What is expected:
In the code excerpt, what does the parameter tauI represent?

For each iteration, using the embedding dimension DimI, and
re-constructing the phase space with a lag of tauI, the
distance, correlation dimension, log(distance) and log(cd) are
computed and stored.
The regression coefficients for log(distance)[x] & log(cd)[y] is
computed for all of the points in the iteration as well as
groups of 3 points at a time.
NOTE: the accompanying wingz scripts comptue the correlation
dimension for a range of embedding dimensions. This routine
computes it for only a single embedding dimension.
*/
int CorrDimI( rFP, crFP, logrFP, logcrFP, regFP,
xFP, nI, DimI, tauI, dtD, RD, NIterI )
float *rFP; /* (r) distance */
float *crFP; /* (r) correlation dimension */
float *logrFP; /* (r) log (distance) */
float *logcrFP; /* (r) log (correlation dimension) */
float *regFP; /* (r) regression of x=log(dist) vs y=log(cd) */
register float *xFP; /* (i) input vector */
int nI; /* (i) length of input vector */
int DimI; /* (i) embedding dimension */
int tauI; /* (i) time lag for re-constructing phase space */
double dtD; /* (i) change in distance each iteration */
double RD; /* (i) initial distance */
int NIterI; /* (i) number of iterations to make */
{
int i,j,k; /* work indicies */
int itI, ktI; /* derived work indicies */
int nptI; /* # of points */
int StopI; /* flag to stop iterating */
double D; /* distance */
double RRD; /* current distance squared */
double CRD; /* correlation dimension */
long ThetaL; /* count of "hits" */
int rcI=0; /* return code */
int wxI; /* work index */
double vD; /* work value */
/* NOTE: the following computations are based on Equation (12.2)

Data block:
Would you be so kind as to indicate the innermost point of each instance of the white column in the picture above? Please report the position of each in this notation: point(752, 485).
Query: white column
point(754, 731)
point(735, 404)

The output:
The time lag for re-constructing the phase space.